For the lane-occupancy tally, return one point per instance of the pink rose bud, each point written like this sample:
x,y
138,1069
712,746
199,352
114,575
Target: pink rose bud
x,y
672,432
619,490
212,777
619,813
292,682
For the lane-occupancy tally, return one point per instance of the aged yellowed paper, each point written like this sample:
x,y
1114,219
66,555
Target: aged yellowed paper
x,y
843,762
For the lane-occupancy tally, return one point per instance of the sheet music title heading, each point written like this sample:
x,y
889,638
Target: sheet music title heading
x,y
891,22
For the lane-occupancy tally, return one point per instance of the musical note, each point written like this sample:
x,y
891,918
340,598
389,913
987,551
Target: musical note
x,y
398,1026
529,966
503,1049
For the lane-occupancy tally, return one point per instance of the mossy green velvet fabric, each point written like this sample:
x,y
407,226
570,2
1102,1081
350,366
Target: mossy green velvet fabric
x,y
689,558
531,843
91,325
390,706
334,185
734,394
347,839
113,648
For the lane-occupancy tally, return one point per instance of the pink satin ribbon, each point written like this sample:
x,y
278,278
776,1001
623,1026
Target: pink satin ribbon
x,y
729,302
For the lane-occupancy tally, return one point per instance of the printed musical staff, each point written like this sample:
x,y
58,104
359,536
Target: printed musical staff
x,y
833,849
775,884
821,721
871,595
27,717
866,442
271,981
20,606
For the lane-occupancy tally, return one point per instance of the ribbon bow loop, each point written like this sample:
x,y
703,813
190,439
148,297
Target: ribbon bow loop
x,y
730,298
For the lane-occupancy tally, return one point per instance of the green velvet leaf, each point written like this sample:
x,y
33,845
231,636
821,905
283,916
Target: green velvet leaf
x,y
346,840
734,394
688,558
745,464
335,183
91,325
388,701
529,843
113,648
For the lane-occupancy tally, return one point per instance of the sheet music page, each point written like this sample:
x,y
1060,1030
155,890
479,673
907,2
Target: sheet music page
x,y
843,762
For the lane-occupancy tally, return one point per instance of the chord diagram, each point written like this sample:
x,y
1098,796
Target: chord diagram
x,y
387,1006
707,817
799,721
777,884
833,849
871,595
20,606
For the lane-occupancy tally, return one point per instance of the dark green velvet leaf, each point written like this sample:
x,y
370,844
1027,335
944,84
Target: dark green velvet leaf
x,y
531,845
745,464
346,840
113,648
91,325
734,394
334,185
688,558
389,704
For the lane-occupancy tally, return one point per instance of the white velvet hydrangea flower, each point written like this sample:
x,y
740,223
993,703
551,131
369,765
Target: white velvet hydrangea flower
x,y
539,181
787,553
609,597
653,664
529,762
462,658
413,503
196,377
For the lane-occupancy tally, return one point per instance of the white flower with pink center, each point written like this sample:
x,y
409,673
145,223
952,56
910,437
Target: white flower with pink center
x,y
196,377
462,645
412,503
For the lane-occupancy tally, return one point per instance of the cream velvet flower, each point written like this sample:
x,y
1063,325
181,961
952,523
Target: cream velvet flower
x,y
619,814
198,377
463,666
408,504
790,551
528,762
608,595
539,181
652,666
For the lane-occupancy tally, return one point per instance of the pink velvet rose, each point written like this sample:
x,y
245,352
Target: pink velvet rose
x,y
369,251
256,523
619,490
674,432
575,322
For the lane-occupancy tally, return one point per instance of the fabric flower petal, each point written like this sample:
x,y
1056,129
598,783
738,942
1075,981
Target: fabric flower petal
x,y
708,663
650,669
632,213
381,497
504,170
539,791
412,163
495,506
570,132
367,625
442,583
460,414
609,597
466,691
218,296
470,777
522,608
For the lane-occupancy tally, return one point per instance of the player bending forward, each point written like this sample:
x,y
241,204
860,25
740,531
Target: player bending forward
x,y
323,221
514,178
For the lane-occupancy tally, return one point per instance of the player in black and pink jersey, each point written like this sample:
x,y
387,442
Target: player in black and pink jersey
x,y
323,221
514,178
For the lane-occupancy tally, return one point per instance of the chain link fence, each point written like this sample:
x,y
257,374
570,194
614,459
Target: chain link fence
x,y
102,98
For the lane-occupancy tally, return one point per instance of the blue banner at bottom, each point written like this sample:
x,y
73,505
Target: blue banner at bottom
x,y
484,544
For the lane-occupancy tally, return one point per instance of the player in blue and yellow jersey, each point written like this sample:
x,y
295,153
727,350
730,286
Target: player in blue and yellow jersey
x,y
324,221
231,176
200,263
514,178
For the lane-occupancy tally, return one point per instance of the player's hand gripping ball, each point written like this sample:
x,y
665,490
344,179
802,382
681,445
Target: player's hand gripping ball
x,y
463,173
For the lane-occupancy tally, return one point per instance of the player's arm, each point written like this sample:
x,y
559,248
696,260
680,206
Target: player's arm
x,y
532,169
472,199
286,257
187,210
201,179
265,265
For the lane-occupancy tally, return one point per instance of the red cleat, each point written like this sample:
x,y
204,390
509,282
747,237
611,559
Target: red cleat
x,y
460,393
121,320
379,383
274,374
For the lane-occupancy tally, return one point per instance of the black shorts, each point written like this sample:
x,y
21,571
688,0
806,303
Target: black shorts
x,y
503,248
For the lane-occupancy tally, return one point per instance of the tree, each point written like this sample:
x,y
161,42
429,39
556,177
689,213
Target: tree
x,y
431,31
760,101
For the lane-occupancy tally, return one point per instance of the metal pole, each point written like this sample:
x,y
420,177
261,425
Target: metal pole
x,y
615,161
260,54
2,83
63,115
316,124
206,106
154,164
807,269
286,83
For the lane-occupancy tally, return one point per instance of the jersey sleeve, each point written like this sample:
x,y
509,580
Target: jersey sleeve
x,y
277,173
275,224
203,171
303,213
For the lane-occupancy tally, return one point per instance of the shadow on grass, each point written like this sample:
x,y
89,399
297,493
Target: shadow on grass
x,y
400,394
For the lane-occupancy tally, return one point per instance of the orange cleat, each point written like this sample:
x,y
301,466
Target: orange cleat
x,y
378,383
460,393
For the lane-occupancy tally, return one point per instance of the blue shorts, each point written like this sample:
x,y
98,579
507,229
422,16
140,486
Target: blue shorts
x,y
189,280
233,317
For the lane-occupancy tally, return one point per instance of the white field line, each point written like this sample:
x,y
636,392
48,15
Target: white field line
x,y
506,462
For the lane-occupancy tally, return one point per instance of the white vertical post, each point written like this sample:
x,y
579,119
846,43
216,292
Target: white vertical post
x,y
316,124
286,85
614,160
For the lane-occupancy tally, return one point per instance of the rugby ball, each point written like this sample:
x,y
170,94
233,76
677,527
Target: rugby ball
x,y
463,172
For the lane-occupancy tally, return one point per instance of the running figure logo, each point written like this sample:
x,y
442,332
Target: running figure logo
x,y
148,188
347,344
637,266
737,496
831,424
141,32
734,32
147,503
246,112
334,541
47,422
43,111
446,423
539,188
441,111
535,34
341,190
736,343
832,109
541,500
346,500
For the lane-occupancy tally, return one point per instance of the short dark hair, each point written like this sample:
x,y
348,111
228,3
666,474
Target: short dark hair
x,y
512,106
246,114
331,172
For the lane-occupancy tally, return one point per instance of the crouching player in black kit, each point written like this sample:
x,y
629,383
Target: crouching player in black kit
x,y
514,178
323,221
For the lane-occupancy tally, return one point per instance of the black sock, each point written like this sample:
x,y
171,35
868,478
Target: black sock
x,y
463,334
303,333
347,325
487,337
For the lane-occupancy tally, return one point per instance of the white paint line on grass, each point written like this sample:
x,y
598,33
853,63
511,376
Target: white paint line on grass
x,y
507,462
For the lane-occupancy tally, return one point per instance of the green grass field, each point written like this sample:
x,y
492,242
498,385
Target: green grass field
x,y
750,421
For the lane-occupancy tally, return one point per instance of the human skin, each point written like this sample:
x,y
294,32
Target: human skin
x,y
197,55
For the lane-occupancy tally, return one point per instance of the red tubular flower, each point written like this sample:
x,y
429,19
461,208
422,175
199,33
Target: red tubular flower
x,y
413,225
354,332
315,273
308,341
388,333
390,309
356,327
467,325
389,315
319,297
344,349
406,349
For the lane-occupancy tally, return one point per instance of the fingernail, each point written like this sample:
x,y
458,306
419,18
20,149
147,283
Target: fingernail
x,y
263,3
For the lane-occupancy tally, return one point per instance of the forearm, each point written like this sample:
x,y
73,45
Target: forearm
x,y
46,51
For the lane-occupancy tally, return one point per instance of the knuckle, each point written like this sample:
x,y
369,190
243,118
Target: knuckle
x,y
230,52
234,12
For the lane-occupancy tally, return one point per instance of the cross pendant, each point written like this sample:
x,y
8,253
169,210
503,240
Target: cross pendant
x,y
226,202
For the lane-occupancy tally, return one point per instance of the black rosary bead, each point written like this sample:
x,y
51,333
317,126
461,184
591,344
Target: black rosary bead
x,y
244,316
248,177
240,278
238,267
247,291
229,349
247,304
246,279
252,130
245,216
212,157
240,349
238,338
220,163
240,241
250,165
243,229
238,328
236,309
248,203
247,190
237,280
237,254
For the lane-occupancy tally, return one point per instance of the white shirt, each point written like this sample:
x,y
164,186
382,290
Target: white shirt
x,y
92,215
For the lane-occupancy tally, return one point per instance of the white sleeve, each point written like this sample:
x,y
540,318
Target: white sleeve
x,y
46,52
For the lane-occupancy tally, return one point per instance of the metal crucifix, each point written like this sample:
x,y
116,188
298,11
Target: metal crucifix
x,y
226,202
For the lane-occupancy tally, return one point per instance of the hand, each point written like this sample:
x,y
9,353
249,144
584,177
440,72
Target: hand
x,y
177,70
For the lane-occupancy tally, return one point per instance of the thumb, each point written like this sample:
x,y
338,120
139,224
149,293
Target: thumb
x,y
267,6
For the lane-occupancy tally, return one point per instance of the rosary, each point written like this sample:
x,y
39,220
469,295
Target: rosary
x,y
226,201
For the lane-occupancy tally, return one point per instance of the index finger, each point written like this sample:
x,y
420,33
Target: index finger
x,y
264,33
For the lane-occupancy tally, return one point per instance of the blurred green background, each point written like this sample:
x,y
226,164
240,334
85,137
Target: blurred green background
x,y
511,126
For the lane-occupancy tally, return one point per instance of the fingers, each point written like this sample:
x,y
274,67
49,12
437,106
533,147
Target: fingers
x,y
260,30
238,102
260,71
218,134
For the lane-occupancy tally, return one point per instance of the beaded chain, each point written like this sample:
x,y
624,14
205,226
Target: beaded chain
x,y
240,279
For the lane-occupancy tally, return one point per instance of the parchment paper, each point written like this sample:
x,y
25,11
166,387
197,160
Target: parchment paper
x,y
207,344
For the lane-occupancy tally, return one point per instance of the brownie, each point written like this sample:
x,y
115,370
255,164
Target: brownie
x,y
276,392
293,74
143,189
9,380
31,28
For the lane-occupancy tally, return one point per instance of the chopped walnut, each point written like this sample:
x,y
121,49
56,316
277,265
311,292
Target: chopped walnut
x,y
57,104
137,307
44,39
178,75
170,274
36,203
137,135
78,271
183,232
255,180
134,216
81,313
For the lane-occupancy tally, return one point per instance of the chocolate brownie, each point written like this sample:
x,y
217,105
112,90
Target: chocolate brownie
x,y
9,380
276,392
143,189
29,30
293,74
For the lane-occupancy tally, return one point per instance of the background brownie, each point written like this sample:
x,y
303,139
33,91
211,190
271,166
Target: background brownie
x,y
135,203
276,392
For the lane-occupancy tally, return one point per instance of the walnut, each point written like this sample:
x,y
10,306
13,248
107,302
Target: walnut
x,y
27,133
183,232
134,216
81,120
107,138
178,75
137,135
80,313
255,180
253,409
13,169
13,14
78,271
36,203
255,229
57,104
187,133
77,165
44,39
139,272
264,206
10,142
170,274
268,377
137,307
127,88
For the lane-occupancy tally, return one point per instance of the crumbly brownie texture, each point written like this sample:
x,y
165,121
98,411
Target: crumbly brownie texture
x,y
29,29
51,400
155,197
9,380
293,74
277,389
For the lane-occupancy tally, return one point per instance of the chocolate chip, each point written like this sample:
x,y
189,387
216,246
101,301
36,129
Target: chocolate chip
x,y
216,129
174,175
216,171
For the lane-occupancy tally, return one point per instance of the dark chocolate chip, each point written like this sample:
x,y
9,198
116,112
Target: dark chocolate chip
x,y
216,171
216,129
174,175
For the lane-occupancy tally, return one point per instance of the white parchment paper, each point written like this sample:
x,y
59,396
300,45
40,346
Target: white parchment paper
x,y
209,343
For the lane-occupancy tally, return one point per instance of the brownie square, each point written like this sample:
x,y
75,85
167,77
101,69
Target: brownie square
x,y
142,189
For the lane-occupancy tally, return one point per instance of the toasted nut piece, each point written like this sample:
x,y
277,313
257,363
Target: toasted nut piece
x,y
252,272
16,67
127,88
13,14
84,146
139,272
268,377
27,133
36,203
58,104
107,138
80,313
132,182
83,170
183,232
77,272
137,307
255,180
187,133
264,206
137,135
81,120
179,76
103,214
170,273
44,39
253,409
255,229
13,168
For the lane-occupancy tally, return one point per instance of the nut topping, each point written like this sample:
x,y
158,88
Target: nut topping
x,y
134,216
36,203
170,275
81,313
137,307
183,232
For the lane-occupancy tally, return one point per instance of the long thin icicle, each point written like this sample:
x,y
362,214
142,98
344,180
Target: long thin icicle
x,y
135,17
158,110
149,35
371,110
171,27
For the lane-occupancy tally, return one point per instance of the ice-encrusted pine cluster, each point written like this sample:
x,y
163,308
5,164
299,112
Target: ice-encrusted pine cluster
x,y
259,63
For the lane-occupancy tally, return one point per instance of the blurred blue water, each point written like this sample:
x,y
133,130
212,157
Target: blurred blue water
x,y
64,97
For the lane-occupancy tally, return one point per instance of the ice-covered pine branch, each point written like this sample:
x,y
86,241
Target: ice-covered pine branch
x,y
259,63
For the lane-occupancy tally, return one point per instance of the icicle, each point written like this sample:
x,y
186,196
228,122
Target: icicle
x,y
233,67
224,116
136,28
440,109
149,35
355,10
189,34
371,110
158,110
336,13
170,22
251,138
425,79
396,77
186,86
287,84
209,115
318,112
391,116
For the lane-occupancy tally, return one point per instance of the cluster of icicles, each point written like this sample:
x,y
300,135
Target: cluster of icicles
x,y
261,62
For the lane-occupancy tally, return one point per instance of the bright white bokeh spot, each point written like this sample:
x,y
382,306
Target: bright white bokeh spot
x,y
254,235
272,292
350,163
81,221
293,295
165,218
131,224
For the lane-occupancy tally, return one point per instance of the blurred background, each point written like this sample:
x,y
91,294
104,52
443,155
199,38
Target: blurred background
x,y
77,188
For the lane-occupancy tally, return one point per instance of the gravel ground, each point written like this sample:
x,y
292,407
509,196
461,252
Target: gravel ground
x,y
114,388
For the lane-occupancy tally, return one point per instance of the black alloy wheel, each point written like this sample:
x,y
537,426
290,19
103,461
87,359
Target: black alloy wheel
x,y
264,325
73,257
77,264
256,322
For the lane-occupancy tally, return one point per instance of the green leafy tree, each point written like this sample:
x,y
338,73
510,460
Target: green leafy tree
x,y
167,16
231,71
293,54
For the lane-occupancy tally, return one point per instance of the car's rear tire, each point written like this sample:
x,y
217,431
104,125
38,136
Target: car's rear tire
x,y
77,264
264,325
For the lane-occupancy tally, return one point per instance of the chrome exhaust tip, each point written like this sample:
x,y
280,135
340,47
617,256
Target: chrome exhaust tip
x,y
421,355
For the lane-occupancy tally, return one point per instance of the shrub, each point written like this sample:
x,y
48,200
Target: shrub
§
» EXERCISE TASK:
Quote only the lines from the line containing "of the ice-covered" through the end of the entries, keeping the first and the last.

» RESULT OF THE EXERCISE:
For the lane-occupancy tally, return one point per instance of the ice-covered pine branch, each point written like this sample:
x,y
86,241
Target: ice-covered pine branch
x,y
259,63
For the lane-occupancy tally, return one point per instance of the icicle, each point written like this sample:
x,y
186,196
228,122
Target: icicle
x,y
233,67
224,116
136,28
440,109
149,35
355,10
189,34
371,110
158,110
336,13
170,22
251,138
425,79
396,77
186,86
287,84
209,115
318,112
391,116
For the lane-occupancy tally, return one point per instance of the cluster of icicles, each point written like this sample:
x,y
300,135
Target: cluster of icicles
x,y
261,62
For the lane-occupancy tally, return one point per instance of the bright white bokeh spot, each point written like this sample:
x,y
382,306
Target: bright white bokeh spot
x,y
254,235
272,292
350,163
81,221
293,295
165,218
131,224
For the lane-occupancy tally, return one point per instance of the blurred background, each point written like this sample:
x,y
91,294
104,52
443,155
199,38
Target: blurred background
x,y
77,188
For the lane-occupancy tally, return one point per instance of the gravel ground, each point written like this sample:
x,y
292,407
509,196
461,252
Target: gravel ground
x,y
114,388
For the lane-occupancy tally, return one point per instance of the black alloy wheel, each point written like this sample:
x,y
537,426
290,19
103,461
87,359
Target: black alloy wheel
x,y
264,325
73,257
77,264
256,322
For the lane-occupancy tally, return one point per instance of the green leafy tree, each point written like this sample:
x,y
338,73
510,460
Target: green leafy tree
x,y
167,16
231,71
293,54
For the lane-occupancy tally, return one point per instance of the car's rear tire, each point written like this sample:
x,y
217,431
104,125
38,136
Target: car's rear tire
x,y
77,264
264,325
For the lane-occupancy tally, return one point per instance of the chrome exhaust tip, each point written like this sample:
x,y
280,135
340,47
617,256
Target: chrome exhaust tip
x,y
421,355
For the lane-occupancy tally, return one point per instance of the shrub, each point written like this sample:
x,y
48,200
Target: shrub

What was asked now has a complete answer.